• The problem: What you give back must match the records below exactly.

[Saved entries]
^^^^
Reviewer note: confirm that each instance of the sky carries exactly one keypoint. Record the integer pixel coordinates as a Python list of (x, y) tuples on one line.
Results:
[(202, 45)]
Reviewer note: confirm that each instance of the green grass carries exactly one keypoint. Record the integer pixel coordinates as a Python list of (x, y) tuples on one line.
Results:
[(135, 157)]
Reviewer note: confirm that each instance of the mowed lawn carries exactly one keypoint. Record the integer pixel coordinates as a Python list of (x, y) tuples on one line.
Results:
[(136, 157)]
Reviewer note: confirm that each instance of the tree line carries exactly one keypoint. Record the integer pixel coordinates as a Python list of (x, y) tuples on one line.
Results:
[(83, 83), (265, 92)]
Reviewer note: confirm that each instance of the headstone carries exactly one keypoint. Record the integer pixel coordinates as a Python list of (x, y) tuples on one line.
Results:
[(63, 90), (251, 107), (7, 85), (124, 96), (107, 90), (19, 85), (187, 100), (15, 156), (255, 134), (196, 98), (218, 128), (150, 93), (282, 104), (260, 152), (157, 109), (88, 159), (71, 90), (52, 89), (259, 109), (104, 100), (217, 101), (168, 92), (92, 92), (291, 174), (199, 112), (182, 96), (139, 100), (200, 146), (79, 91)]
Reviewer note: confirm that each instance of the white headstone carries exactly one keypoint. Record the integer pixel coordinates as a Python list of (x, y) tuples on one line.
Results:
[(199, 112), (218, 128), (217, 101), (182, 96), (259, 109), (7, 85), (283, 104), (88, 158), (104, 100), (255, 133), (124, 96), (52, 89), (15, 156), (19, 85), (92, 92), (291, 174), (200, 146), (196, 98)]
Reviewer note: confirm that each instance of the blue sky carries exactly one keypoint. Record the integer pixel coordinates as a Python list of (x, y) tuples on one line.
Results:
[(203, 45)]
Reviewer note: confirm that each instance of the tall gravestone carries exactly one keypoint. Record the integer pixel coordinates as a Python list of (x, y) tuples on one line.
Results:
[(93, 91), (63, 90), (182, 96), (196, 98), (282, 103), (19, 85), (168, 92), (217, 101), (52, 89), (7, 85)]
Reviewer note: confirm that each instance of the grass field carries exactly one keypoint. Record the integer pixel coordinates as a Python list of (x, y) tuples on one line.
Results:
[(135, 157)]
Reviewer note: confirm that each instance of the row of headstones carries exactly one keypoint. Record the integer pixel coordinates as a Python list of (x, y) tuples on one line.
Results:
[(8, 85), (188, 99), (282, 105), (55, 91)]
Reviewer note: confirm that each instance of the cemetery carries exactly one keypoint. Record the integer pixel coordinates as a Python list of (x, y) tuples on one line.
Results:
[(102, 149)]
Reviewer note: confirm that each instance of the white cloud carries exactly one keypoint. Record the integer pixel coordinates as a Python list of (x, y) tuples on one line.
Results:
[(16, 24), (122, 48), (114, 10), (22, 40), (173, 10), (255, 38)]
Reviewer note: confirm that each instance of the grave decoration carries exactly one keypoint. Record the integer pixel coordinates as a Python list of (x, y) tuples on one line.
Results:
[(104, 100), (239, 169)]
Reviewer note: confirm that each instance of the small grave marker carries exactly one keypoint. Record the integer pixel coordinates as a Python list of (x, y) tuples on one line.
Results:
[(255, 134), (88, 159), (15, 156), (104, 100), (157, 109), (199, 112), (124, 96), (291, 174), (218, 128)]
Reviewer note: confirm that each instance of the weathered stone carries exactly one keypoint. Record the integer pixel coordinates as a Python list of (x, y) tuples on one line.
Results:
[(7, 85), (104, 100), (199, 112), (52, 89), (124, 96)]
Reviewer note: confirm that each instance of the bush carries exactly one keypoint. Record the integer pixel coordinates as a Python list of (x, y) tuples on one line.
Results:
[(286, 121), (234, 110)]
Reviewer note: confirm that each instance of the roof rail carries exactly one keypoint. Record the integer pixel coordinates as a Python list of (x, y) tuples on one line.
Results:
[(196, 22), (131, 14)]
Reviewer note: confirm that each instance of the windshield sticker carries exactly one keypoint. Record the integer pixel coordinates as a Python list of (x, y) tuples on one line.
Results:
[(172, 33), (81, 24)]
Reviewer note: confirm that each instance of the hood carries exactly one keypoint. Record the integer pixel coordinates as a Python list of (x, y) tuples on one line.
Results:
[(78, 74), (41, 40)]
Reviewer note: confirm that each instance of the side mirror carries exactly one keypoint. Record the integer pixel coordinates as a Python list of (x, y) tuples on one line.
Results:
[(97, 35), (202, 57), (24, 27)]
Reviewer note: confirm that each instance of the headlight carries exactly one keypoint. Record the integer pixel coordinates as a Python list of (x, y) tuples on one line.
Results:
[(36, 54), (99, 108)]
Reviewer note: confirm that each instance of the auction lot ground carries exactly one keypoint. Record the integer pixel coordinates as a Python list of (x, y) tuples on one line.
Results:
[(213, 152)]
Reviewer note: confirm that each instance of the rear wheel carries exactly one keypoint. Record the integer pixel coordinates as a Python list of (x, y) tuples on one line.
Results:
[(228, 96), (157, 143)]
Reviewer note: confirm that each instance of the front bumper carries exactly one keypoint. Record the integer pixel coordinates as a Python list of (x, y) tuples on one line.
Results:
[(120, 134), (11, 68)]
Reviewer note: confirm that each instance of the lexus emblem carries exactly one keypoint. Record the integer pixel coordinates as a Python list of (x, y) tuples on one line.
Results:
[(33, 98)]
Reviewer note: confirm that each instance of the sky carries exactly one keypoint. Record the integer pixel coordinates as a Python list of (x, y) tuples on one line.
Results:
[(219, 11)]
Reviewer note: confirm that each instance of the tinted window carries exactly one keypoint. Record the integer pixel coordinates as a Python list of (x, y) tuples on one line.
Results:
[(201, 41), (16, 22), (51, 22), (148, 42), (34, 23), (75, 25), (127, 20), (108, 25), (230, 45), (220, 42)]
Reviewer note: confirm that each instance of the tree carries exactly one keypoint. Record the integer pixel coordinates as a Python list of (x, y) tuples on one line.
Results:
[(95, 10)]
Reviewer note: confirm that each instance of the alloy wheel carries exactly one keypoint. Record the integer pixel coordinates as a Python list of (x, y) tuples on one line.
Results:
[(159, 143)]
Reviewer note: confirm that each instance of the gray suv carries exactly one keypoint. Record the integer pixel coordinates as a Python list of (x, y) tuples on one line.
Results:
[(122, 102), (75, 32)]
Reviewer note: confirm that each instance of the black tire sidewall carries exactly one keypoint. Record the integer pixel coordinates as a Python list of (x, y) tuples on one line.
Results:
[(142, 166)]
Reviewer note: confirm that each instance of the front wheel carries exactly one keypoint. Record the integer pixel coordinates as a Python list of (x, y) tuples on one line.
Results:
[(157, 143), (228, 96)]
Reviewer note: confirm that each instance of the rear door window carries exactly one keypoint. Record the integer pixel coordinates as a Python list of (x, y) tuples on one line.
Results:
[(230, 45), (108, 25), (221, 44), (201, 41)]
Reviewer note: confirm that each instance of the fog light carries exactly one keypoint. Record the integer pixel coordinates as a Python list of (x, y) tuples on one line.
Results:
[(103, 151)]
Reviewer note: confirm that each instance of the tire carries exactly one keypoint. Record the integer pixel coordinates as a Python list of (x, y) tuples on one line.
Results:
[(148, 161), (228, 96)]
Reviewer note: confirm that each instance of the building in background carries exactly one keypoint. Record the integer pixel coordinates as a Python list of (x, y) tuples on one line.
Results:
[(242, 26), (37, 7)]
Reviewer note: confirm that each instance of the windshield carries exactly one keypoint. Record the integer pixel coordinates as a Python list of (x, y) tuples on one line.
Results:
^^^^
• Response to the exercise:
Reviewer note: confirm that each instance of the sky carries exactly one keypoint. Record the integer pixel coordinates as a Python list of (x, y) tuples on one line.
Results:
[(202, 45)]
Reviewer note: confirm that each instance of the green grass carries exactly one keypoint. Record the integer pixel coordinates as a Python list of (x, y) tuples on one line.
Results:
[(135, 157)]
Reviewer note: confirm that each instance of the mowed lawn carries exactly one keypoint. Record the integer pixel coordinates as a Python list of (x, y) tuples on one line.
Results:
[(136, 157)]
Reviewer note: confirm that each instance of the tree line carries exactly one keypoint. Record the integer pixel coordinates as a Python list of (x, y) tuples on one line.
Results:
[(83, 83), (265, 92)]
Reviewer note: confirm that each instance of the headstone carries exactly one keypoint. Record the integer pixel coordinates as a Python list of (x, y) tuples on one line.
Results:
[(63, 90), (251, 107), (7, 85), (124, 96), (107, 90), (19, 85), (187, 100), (15, 156), (255, 134), (196, 98), (218, 128), (150, 93), (282, 104), (260, 152), (157, 109), (88, 159), (71, 90), (52, 89), (259, 109), (104, 100), (217, 101), (168, 92), (92, 92), (291, 174), (199, 112), (182, 96), (139, 100), (200, 146), (79, 91)]
Reviewer note: confirm that each instance of the white headstone carries exactly one keypoint. Record the integer pixel coordinates as a Python list of (x, y) tuples on one line.
Results:
[(199, 112), (218, 128), (217, 101), (182, 96), (259, 109), (7, 85), (283, 104), (88, 158), (104, 100), (255, 133), (124, 96), (52, 89), (15, 156), (19, 85), (92, 92), (291, 174), (200, 146), (196, 98)]
Reviewer note: confirm that each instance of the blue sky carries exactly one keypoint. Record the integer pixel coordinates as a Python list of (x, y) tuples on one line.
Results:
[(203, 45)]
Reviewer note: confirm that each instance of the tall gravestone carries exactly one keypoint. Record the integer pixel coordinates as a Python list of (x, y) tuples on one line.
Results:
[(93, 91), (63, 90), (182, 96), (196, 98), (282, 103), (19, 85), (168, 92), (217, 101), (52, 89), (7, 85)]
Reviewer note: confirm that each instance of the grass field carries exactly one keypoint. Record the integer pixel coordinates as a Python list of (x, y) tuples on one line.
Results:
[(135, 157)]
Reviewer note: confirm that each instance of the row of headstones carries exactly one keypoint. Record the integer pixel coordinates as a Python list of (x, y) tuples on one line.
Results:
[(8, 85), (188, 99), (282, 105), (55, 91)]
Reviewer note: confirm that each instance of the cemetery carries exactly one keypoint. Record the integer pixel coordinates as a Python list of (x, y) tuples on one line.
Results:
[(102, 149)]
Reviewer note: confirm that each instance of the white cloud carries exactly one keypoint. Record the integer pixel coordinates as a Python list of (x, y) tuples on one line.
Results:
[(16, 24), (122, 48), (114, 10), (22, 40), (173, 10), (255, 38)]
Reviewer note: confirm that each instance of the grave decoration carries exactly one keypoint. Record the integer pixel coordinates as a Python list of (x, y) tuples on one line.
Results:
[(104, 100), (239, 169)]
Reviewer note: confirm that each instance of the small grave marker carries exactly one keypoint. Record the integer pixel coordinates as a Python list of (x, y) tuples on one line.
Results:
[(255, 134), (88, 159), (15, 156), (104, 100), (157, 109), (199, 112), (124, 96), (291, 174), (218, 128)]
Reviewer note: confirm that each instance of the weathered stone carries exactly one keypoint. Record the integer pixel coordinates as a Python list of (x, y) tuples on one line.
Results:
[(7, 85), (104, 100), (199, 112), (52, 89), (124, 96)]
Reviewer note: confirm that each instance of the bush carries exactly one keypoint. Record the integer pixel coordinates as a Python list of (x, y) tuples on one line.
Results:
[(286, 121), (234, 110)]
Reviewer note: confirm that each instance of the roof rail carries exactly one keypoint. Record the integer pixel coordinates as a Python list of (x, y) tuples on one line.
Results:
[(196, 22), (131, 14)]
Reviewer note: confirm that each instance of the windshield sticker carries exactly one keypoint. Record the integer pixel coordinates as a Python list of (x, y) tuples on one line.
Results:
[(172, 33), (81, 24)]
Reviewer note: confirm that each instance of the hood carries exactly one keypoint. Record the integer pixel coordinates as a Python list of (x, y) tuples on one line.
Results:
[(78, 74), (41, 40)]
Reviewer note: confirm that each instance of the side mirror carries exactly one keypoint. Record the integer pixel coordinates as a Python list of (x, y) tuples on one line.
Results:
[(97, 35), (202, 57), (24, 27)]
Reviewer note: confirm that each instance of the headlight carries exactly one keypoint. Record the integer pixel coordinates as a Python list of (x, y) tuples on one line.
Results:
[(36, 54), (99, 108)]
Reviewer note: confirm that each instance of the auction lot ground carries exactly one keypoint. Record the integer pixel coordinates as a Python list of (x, y) tuples on one line.
Results:
[(213, 152)]
Reviewer note: confirm that each instance of the rear wheel carries exactly one keypoint. Record the integer pixel coordinates as a Python list of (x, y) tuples on one line.
Results:
[(228, 96), (157, 143)]
Reviewer note: confirm that each instance of the front bumper carries exactly one keypoint. Record the integer pixel coordinates as a Python list of (x, y) tuples on one line.
Results:
[(120, 134), (11, 68)]
Reviewer note: confirm that each instance of the lexus emblem carries exactly one keypoint. Record the integer pixel coordinates as a Python list of (x, y) tuples on one line.
Results:
[(33, 98)]
Reviewer note: confirm that each instance of the sky carries exactly one keypoint. Record the integer pixel coordinates as a Python list of (x, y) tuples on one line.
Results:
[(219, 11)]
Reviewer note: confirm that each instance of the tinted window carries exactly one keypoint. Record the integer pixel coordinates as a Python list of (x, y) tuples on one line.
Results:
[(201, 41), (16, 22), (51, 22), (148, 42), (34, 23), (75, 25), (127, 20), (108, 25), (230, 45), (220, 42)]
Reviewer note: confirm that each instance of the tree carries exactly one keypoint. Record the integer pixel coordinates as a Python list of (x, y) tuples on one line.
Results:
[(95, 10)]
Reviewer note: confirm that each instance of the alloy wheel carries exactly one keypoint. Record the integer pixel coordinates as a Python list of (x, y) tuples on one line.
Results:
[(159, 143)]
Reviewer note: confirm that each instance of the gray suv carries exactly one keypoint. Record the integer pixel coordinates as a Python list of (x, y) tuples on one line.
Results:
[(122, 102), (75, 32)]
Reviewer note: confirm that each instance of the black tire sidewall carries exactly one keypoint. Record the integer pixel coordinates as a Python list of (x, y) tuples on one line.
Results:
[(142, 166)]
Reviewer note: confirm that each instance of the front wheel carries exactly one keypoint. Record the integer pixel coordinates as a Python list of (x, y) tuples on one line.
Results:
[(157, 143), (228, 96)]
Reviewer note: confirm that each instance of the rear door window carries exactly one keypoint. Record the integer pixel coordinates as a Python list of (x, y) tuples on one line.
Results:
[(230, 45), (108, 25), (221, 44), (201, 41)]
Reviewer note: confirm that each instance of the fog light carries exactly one keypoint. Record the integer pixel coordinates as a Python list of (x, y) tuples on one line.
Results:
[(103, 151)]
Reviewer note: confirm that each instance of the tire carries exactly one keypoint. Record the integer pixel coordinates as a Python list of (x, y) tuples on one line.
Results:
[(148, 161), (228, 96)]
Reviewer note: confirm that each instance of the building in background carries exactly one keypoint. Record the integer pixel coordinates as a Python list of (x, y) tuples on one line.
Results:
[(242, 26), (37, 7)]
Reviewer note: confirm that each instance of the windshield carries exactly one keypoint. Record the integer pixel coordinates as a Python list of (x, y) tuples on one line.
Results:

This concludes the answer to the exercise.